The FIRST thing he says. NO OTHER CONTEXT. is that he lied to eddie and it's eating him up inside.
Maddie is sitting there thinking like oh boy. lied to eddie??? Ok. what's all this then.
Buck explains about being on a date, running into Eddie and Marisol etc etc etc and after Maddie rules out buck doing something TRULY wild like dating a celebrity or a married woman she's run out of possible options as to like. WHY did Buck lie to Eddie? So ofc she asks him, why did you did that.
Buck is like I don't know.
NOW IF IM MADDIE. sitting here wondering why my baby brother just lied to his bestie about being on a date for no apparent reason. like. She's GOT to be wondering, right??? She's gotta be like. Something has CHANGED between Buck and Eddie and Buck now, out of nowhere, seems to NOT want to tell Eddie he's dating someone. WHATS all this then.
Finally she gets the crucial piece of information that oh yeah, i was on a date with a guy, no big deal maddie NOT THE POINT. obviously i check out hot guys' asses CAN WE PLEASE FOCUS
now things are making sense again. Maddie's like, yeah actually, kind of the point. You felt weird about telling Eddie you were on a date with a guy when no one, not even you, even knew you were interested in guys before. that totally tracks, very reasonable actually.
━━━━━━━━━━
> What is asked
1. Retype part of the Buck and Maddie passage, beginning at the words "Maddie is sitting" and stopping after the words "I don't know.".
2. Based on the Buck and Maddie passage, state whether each statement agrees with it, answering yes or no and quoting the words that decide it: (a) Buck tells Maddie he was on a date with a guy; (b) Buck gives Maddie a reason for lying to Eddie; (c) Maddie rules out the possibility that Buck was dating a married woman.
The lines that come next are not needed for anything here.
━━━━━━━━━━
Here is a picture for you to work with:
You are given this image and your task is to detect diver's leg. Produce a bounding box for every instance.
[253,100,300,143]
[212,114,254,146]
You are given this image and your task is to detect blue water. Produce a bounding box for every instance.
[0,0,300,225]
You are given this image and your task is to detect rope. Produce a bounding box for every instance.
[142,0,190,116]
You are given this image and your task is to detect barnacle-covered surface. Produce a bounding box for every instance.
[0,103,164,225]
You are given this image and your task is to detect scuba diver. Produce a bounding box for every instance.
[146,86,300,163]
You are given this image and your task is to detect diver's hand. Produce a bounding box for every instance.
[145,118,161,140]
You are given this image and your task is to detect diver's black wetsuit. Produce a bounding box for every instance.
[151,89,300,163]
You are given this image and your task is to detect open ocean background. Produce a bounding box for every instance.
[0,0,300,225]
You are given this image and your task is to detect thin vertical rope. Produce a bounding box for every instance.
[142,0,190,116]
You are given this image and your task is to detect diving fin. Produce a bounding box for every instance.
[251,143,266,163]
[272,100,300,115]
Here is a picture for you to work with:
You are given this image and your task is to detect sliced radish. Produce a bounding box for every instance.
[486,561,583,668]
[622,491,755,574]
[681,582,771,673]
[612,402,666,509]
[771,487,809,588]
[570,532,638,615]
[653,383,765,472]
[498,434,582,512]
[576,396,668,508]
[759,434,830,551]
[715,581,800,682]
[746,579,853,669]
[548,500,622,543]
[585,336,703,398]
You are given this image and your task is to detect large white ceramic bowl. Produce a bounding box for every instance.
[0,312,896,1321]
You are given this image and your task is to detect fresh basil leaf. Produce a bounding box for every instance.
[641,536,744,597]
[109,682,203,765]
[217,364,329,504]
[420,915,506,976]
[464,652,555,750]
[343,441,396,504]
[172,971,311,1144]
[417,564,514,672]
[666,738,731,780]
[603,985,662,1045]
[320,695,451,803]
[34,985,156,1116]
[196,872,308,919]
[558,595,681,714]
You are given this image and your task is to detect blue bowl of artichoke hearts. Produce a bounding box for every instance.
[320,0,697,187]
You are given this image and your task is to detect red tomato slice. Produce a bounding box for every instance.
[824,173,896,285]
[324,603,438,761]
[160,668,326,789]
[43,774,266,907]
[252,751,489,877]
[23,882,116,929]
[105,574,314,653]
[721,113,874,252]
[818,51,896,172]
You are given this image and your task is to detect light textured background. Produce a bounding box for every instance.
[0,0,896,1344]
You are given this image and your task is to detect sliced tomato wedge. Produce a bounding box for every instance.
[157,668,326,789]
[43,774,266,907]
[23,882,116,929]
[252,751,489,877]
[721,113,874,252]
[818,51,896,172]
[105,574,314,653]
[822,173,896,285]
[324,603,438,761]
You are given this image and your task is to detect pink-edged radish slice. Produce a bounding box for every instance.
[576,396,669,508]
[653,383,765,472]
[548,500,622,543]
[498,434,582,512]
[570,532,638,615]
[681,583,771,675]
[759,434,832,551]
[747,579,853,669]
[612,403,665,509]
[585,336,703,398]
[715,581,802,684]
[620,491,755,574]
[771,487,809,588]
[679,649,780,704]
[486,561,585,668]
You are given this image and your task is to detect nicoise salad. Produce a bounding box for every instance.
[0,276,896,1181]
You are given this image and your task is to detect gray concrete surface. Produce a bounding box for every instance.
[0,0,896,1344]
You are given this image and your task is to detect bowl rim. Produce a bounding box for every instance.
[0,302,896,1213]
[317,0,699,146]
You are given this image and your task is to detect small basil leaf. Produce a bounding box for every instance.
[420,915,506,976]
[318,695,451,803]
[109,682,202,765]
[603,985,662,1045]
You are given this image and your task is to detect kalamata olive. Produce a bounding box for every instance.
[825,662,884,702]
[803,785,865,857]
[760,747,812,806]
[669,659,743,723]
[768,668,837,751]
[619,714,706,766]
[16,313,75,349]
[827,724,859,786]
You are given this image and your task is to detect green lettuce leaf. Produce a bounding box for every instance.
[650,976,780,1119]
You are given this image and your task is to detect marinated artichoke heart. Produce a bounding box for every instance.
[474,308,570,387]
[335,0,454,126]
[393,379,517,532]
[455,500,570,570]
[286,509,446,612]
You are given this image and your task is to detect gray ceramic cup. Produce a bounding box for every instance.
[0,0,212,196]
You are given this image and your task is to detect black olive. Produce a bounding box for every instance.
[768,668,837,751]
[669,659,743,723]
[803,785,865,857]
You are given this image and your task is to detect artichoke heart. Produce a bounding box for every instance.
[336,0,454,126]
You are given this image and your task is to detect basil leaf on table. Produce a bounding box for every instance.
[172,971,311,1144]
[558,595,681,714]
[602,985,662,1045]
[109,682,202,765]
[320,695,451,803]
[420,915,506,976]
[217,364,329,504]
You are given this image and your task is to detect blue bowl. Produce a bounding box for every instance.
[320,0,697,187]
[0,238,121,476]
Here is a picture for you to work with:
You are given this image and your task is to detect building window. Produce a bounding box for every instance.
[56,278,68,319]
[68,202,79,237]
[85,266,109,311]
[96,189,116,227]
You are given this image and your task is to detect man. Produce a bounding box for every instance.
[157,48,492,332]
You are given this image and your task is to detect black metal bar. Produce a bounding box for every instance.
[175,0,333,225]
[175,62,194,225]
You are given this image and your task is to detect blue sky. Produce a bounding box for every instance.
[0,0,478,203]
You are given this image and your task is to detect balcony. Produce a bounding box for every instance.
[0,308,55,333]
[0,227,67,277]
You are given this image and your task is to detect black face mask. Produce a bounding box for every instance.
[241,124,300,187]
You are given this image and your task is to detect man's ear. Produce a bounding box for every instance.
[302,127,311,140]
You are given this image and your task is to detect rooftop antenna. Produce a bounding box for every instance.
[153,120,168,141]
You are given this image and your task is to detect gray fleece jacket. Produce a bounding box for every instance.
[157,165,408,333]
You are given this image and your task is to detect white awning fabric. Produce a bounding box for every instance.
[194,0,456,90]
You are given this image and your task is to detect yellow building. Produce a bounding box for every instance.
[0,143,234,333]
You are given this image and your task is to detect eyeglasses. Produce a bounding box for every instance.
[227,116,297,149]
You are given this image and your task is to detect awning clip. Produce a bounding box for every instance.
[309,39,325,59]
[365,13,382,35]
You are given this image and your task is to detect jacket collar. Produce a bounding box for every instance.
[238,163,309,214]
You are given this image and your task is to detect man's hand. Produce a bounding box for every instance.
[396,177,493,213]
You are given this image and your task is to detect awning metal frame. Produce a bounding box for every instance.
━━━━━━━━━━
> Answers given
1.
Maddie is sitting there thinking like oh boy. lied to eddie??? Ok. what's all this then.
Buck explains about being on a date, running into Eddie and Marisol etc etc etc and after Maddie rules out buck doing something TRULY wild like dating a celebrity or a married woman she's run out of possible options as to like. WHY did Buck lie to Eddie? So ofc she asks him, why did you did that.
Buck is like I don't know.

2.
(a) Yes: "i was on a date with a guy"
(b) No: "Buck is like I don't know."
(c) Yes: "after Maddie rules out buck doing something TRULY wild like dating a celebrity or a married woman"